Excerpted records →
┄┄┄┄┄┄┄┄┄┄

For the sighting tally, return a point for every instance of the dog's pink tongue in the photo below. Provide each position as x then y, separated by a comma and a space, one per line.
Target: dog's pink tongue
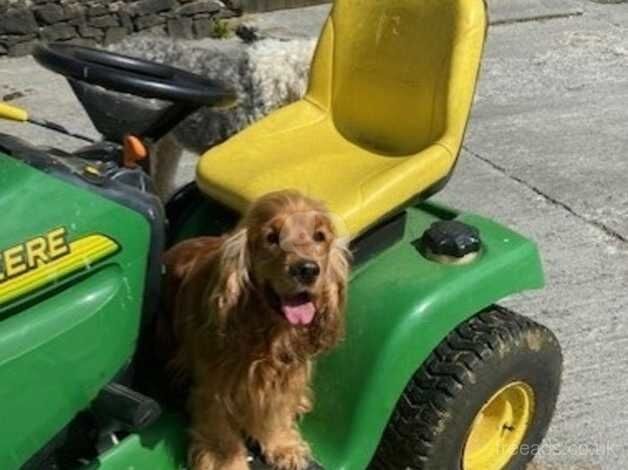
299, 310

┄┄┄┄┄┄┄┄┄┄

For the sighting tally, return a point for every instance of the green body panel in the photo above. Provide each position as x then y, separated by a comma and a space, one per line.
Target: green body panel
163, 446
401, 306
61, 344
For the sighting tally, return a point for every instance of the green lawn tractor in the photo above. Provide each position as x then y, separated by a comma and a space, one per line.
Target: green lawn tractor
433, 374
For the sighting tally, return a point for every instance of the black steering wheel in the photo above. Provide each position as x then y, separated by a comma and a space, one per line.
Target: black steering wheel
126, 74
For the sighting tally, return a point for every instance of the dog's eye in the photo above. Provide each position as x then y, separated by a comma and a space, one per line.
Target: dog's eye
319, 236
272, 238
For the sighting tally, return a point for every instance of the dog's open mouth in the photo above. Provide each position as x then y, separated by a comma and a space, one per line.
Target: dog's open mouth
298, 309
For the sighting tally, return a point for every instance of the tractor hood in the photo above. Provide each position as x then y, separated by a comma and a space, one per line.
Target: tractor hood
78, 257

┄┄┄┄┄┄┄┄┄┄

The exercise →
Give only the count of lines in the rows above that contain the word "green", matching case exactly.

Written answer →
4